Try it
Beginning with the first line, please repeat the entries exactly and end on the line that contains "In this exercise you will mark every instance of the field".

· · ·

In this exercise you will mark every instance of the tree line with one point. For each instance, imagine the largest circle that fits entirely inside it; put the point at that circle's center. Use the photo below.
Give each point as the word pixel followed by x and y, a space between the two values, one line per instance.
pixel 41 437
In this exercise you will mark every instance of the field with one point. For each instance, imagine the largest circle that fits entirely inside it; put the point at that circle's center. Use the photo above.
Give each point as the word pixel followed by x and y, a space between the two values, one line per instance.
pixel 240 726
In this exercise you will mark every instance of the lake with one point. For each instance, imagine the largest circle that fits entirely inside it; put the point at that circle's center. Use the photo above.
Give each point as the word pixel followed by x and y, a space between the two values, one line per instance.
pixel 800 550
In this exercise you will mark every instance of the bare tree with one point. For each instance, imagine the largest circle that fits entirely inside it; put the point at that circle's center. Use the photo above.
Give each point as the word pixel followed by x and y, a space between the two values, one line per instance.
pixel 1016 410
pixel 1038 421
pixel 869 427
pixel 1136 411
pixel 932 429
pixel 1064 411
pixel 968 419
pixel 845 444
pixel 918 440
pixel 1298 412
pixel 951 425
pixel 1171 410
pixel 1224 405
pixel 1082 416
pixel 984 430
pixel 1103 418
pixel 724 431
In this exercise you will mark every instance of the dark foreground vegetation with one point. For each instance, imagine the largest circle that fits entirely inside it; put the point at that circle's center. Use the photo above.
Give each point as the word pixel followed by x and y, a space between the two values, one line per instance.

· · ·

Written answer
In this exercise you will mark every instance of the tree line with one point. For each instance, imagine the largest circle that fits entirely inside it; put the point at that circle's center. Use the photo below.
Give each point as the word pixel followed by x and y, a space between the two values, one line per instance.
pixel 41 437
In this exercise you will mark every instance of the field with one point. For each instance, imagine the largest circle that fits entirely inside it; put the point at that circle's center. Use the photo above.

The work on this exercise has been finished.